--- Given instruction ---
Beginning with the line that contains "Mark each instance of the red jacket", extract each line through the end of the listing below, with no additions or omissions.

— BEGIN Provided records —

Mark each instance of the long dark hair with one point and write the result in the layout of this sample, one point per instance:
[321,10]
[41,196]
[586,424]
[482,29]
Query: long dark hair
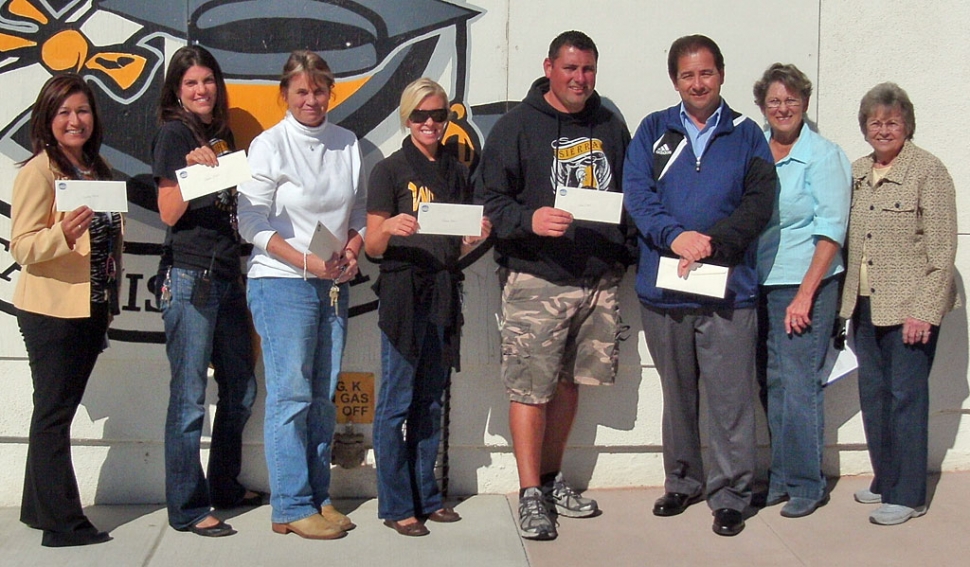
[50,99]
[169,106]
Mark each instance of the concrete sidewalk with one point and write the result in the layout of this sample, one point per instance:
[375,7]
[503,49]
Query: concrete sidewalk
[626,533]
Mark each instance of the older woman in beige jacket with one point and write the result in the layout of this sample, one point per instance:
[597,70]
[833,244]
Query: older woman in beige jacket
[65,295]
[899,285]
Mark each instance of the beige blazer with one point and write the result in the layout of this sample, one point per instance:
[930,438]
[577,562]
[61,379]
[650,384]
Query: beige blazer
[54,278]
[908,225]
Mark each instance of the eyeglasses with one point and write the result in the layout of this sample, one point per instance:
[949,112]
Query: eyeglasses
[775,103]
[421,116]
[875,126]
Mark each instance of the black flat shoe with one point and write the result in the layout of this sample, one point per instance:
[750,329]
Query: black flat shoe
[728,522]
[253,501]
[257,499]
[416,529]
[221,529]
[72,539]
[673,503]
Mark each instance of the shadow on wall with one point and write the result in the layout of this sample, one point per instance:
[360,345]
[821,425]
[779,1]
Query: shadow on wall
[948,391]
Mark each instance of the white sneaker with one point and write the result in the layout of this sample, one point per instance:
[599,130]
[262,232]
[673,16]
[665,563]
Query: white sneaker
[893,514]
[866,496]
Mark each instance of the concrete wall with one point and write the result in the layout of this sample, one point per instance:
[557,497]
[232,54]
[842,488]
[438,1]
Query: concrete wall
[485,53]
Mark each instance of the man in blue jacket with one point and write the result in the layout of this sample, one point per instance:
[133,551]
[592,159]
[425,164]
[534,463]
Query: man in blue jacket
[700,184]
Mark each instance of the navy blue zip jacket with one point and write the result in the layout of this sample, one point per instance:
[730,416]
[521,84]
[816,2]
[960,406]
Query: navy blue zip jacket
[728,194]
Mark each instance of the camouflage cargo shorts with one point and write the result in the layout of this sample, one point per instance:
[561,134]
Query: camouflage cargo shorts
[552,332]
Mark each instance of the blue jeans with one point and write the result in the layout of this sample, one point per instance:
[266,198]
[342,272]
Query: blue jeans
[894,395]
[407,425]
[303,343]
[794,378]
[216,332]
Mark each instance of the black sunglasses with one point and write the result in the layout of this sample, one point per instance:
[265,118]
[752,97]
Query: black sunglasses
[421,116]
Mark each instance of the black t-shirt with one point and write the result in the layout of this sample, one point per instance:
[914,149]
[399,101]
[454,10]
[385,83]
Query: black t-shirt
[204,237]
[419,273]
[399,184]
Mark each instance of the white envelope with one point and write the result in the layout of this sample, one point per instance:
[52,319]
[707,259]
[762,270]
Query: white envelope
[324,243]
[703,279]
[839,363]
[590,204]
[198,180]
[101,196]
[450,219]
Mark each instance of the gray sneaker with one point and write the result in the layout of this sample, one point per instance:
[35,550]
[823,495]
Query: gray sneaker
[893,514]
[562,498]
[534,519]
[866,496]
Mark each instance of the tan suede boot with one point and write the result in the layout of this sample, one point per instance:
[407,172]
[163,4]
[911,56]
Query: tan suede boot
[334,516]
[312,527]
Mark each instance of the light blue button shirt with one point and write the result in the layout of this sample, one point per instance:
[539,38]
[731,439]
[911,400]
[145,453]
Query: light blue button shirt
[816,191]
[699,137]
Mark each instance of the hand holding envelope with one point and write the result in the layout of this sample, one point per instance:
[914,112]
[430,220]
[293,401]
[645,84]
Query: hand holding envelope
[590,204]
[450,219]
[100,196]
[198,180]
[700,279]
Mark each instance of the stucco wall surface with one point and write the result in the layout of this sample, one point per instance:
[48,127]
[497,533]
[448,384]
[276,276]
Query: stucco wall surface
[487,55]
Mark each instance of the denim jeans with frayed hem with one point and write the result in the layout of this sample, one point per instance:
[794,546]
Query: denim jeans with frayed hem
[216,332]
[303,340]
[794,379]
[407,425]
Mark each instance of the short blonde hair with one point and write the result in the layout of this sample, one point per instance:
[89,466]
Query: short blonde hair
[415,93]
[305,61]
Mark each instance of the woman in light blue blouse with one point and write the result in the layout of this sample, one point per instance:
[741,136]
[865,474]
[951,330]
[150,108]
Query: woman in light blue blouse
[799,267]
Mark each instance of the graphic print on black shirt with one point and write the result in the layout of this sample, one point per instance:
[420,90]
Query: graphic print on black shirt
[580,162]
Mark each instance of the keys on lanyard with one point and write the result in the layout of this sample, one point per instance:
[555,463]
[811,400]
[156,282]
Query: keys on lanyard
[335,297]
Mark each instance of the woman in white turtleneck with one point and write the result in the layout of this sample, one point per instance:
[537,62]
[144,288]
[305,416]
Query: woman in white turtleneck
[304,170]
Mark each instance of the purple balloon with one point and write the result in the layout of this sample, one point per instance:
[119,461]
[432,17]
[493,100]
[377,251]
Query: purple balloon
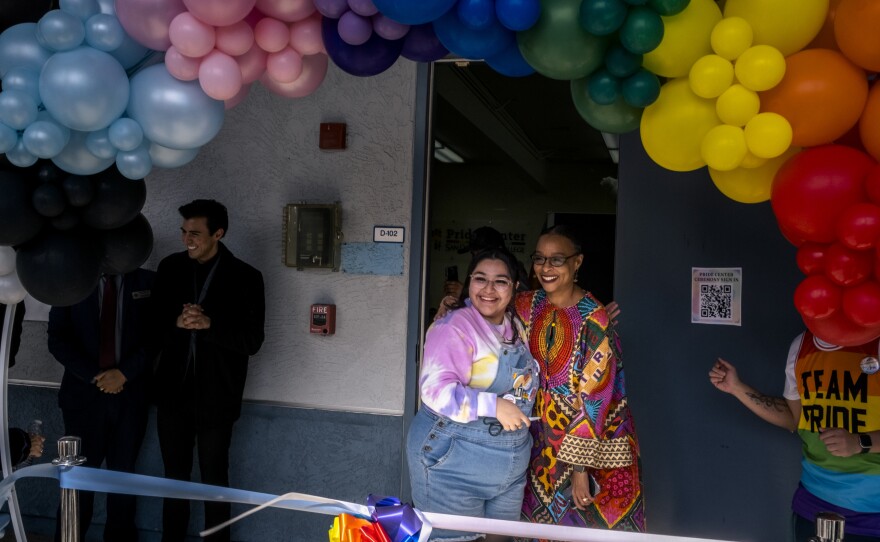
[354,29]
[331,8]
[422,44]
[365,8]
[389,28]
[371,58]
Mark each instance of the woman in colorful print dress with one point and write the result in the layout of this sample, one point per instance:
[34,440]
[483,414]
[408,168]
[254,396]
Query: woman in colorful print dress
[468,446]
[584,468]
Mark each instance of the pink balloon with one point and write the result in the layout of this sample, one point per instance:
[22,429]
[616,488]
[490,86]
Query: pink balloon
[314,71]
[238,98]
[271,35]
[287,10]
[220,76]
[191,36]
[147,21]
[252,65]
[285,66]
[389,29]
[235,39]
[180,66]
[305,35]
[220,12]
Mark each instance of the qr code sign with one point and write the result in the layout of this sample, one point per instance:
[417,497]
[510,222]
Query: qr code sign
[716,301]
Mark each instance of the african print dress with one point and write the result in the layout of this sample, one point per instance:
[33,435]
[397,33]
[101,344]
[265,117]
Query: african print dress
[585,417]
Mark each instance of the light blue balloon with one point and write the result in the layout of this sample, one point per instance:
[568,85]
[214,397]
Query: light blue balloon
[104,32]
[77,159]
[173,113]
[17,109]
[20,156]
[61,31]
[126,134]
[84,89]
[82,9]
[135,164]
[45,138]
[25,79]
[8,138]
[19,47]
[98,143]
[171,158]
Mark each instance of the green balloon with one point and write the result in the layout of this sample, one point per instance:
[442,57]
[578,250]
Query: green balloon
[668,7]
[641,89]
[557,46]
[616,118]
[642,31]
[621,63]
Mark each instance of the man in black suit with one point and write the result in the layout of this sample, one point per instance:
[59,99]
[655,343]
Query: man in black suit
[210,314]
[101,342]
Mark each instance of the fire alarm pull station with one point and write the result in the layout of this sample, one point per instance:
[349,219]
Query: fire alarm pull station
[323,319]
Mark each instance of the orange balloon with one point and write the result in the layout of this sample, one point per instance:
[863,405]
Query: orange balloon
[825,38]
[822,96]
[869,124]
[855,28]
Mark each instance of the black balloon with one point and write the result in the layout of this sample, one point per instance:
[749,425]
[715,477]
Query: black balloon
[19,222]
[126,248]
[117,200]
[67,220]
[59,268]
[80,190]
[49,200]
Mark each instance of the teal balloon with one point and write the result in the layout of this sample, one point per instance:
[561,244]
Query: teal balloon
[668,7]
[616,118]
[642,31]
[641,89]
[603,87]
[602,17]
[620,62]
[558,47]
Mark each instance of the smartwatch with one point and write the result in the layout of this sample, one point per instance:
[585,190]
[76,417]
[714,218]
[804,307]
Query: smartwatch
[865,442]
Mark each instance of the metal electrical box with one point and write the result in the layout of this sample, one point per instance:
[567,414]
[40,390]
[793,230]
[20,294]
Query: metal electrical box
[312,235]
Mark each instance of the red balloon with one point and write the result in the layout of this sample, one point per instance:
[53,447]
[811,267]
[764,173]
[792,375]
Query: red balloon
[861,304]
[811,258]
[859,226]
[813,187]
[837,329]
[848,267]
[817,297]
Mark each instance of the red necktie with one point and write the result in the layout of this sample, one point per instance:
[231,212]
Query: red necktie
[108,324]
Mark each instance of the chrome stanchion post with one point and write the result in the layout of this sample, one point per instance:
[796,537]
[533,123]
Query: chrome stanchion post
[68,456]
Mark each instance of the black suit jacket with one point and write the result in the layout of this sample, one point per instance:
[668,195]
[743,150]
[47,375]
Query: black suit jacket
[235,303]
[74,340]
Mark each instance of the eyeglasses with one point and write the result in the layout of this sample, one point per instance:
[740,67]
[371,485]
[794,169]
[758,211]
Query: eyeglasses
[555,261]
[500,285]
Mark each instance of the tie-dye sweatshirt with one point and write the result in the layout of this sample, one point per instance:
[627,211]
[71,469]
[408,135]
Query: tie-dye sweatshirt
[460,362]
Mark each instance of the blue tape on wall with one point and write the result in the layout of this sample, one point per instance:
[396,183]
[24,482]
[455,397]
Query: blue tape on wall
[372,258]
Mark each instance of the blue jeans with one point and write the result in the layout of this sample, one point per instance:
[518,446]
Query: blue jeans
[463,469]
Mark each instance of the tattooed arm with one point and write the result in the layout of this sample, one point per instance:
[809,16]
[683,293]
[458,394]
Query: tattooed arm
[779,411]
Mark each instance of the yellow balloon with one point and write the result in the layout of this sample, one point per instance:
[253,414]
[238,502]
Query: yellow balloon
[768,135]
[724,147]
[760,67]
[673,127]
[710,76]
[737,105]
[750,185]
[685,39]
[731,37]
[788,25]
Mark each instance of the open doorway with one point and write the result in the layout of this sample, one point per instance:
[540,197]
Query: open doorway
[513,154]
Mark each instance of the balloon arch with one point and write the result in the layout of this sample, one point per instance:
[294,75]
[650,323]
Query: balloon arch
[776,98]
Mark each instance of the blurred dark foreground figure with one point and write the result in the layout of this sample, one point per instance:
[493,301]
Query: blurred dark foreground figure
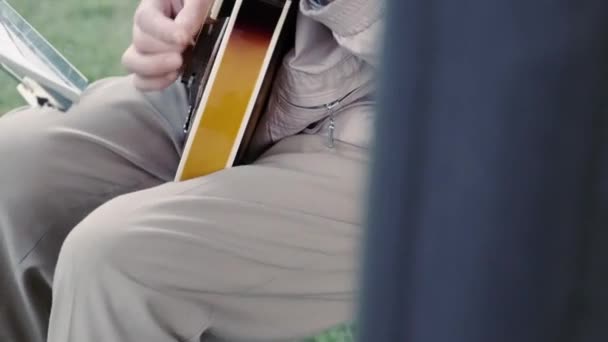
[490,188]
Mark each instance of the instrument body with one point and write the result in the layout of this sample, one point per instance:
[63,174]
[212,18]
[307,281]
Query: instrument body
[228,78]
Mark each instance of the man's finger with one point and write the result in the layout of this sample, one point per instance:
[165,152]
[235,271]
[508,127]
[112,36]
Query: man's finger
[151,65]
[147,44]
[193,15]
[157,24]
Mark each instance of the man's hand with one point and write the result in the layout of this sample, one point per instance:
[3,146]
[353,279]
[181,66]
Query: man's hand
[162,30]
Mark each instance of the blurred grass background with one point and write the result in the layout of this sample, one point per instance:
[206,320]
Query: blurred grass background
[92,34]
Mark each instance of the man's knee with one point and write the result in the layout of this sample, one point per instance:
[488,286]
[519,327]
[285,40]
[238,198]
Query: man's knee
[106,241]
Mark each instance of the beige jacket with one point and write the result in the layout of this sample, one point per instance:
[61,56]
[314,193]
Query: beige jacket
[327,81]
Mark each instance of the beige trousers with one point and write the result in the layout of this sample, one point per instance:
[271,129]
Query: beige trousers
[255,253]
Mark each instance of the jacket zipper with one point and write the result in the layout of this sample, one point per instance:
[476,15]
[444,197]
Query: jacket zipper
[332,108]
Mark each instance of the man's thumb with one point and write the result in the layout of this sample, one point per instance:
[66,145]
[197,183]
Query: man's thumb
[192,16]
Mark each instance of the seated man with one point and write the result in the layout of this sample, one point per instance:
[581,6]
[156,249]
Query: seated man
[267,251]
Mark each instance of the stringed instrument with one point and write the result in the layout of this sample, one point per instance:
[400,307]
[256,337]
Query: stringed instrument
[228,75]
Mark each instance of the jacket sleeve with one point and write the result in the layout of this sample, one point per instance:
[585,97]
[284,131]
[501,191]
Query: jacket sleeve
[356,24]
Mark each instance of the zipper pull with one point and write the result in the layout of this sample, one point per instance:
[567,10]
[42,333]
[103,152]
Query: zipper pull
[332,123]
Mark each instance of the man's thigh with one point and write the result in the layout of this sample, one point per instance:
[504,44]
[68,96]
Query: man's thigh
[55,166]
[270,247]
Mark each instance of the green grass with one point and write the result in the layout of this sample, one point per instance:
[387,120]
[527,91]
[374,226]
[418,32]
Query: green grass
[92,34]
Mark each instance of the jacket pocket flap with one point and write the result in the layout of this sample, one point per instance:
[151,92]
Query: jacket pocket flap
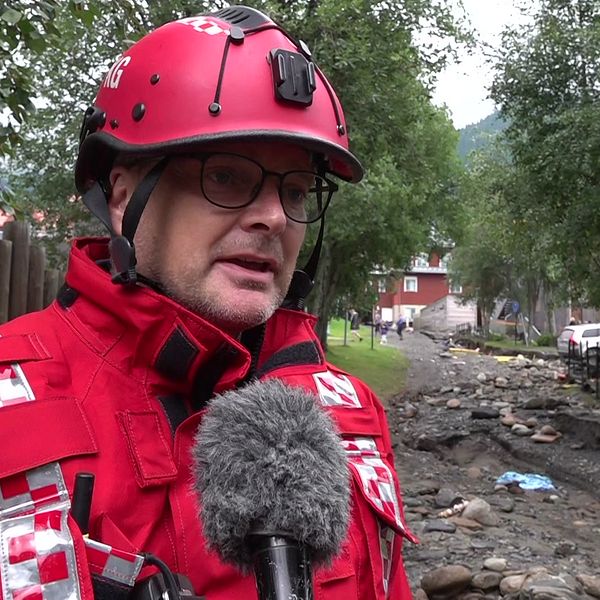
[46,431]
[376,480]
[21,348]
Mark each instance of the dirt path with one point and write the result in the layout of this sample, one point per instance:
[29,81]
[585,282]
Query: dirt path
[453,440]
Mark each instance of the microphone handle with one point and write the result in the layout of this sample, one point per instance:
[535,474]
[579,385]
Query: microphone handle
[282,568]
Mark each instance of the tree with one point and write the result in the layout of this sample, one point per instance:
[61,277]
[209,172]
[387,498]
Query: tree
[406,144]
[547,87]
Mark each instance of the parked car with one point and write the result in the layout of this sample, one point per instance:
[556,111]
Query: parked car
[583,340]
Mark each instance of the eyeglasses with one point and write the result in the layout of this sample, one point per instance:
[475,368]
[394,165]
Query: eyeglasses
[234,181]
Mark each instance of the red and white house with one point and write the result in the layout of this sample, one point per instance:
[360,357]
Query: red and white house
[425,284]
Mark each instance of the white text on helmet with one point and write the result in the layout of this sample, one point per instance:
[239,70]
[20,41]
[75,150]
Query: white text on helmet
[203,25]
[113,77]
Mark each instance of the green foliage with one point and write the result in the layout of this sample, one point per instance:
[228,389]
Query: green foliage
[383,368]
[367,50]
[479,135]
[546,339]
[546,86]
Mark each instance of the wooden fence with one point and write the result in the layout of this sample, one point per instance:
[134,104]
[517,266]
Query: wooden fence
[25,282]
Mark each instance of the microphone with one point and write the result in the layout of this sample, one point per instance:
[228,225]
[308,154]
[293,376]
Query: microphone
[273,483]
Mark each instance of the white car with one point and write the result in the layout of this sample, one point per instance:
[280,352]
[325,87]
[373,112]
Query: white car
[583,340]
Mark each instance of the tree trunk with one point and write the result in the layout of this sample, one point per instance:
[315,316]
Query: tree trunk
[324,293]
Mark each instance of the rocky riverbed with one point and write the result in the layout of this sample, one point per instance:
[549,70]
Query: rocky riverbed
[472,433]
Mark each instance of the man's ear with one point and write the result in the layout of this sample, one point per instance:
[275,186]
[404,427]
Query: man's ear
[123,181]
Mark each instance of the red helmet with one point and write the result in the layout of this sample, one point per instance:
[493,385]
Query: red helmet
[233,75]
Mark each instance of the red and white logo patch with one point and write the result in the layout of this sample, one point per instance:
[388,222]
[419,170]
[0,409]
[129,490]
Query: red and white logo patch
[336,390]
[376,477]
[37,554]
[110,563]
[14,387]
[204,25]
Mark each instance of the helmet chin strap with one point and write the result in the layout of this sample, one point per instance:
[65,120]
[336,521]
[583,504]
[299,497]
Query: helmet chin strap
[303,280]
[121,247]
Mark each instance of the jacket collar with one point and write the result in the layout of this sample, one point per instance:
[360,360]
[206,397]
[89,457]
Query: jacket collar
[153,338]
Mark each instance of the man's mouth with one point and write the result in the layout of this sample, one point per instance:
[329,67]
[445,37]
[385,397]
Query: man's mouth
[253,265]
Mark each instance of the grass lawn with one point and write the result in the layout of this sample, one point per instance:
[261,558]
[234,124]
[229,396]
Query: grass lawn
[382,367]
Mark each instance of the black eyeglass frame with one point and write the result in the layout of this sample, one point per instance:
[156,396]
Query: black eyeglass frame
[332,186]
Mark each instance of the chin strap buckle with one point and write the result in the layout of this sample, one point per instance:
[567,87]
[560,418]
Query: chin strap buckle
[122,254]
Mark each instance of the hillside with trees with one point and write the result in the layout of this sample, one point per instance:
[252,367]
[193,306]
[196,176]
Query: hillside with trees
[530,201]
[407,145]
[479,135]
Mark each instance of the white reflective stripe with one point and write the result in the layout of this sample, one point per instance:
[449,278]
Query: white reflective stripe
[375,476]
[14,387]
[31,490]
[106,561]
[336,390]
[37,553]
[386,542]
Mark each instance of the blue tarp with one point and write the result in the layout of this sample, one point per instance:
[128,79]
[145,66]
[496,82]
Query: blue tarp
[527,481]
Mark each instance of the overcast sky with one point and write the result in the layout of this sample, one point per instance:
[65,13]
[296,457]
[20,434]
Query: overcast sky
[462,87]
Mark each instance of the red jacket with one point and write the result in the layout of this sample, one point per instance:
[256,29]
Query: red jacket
[112,381]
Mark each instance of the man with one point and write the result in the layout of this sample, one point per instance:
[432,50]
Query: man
[355,325]
[211,145]
[401,325]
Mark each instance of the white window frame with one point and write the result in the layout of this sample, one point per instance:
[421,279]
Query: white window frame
[421,260]
[414,280]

— END Provided records —

--- Result ---
Mark each instance of the red jacket with one point and write the result in the layout of this sample, one point per instance:
[256,29]
Query: red jacket
[112,381]
Mark each instance of the man with one point and write the result in the layout of this sample, one point per instance:
[432,50]
Query: man
[355,325]
[211,145]
[401,325]
Mark each instance of the white window frame with one point and write the result in the layout of this sample, one point per instance:
[421,279]
Query: white window frame
[421,260]
[414,280]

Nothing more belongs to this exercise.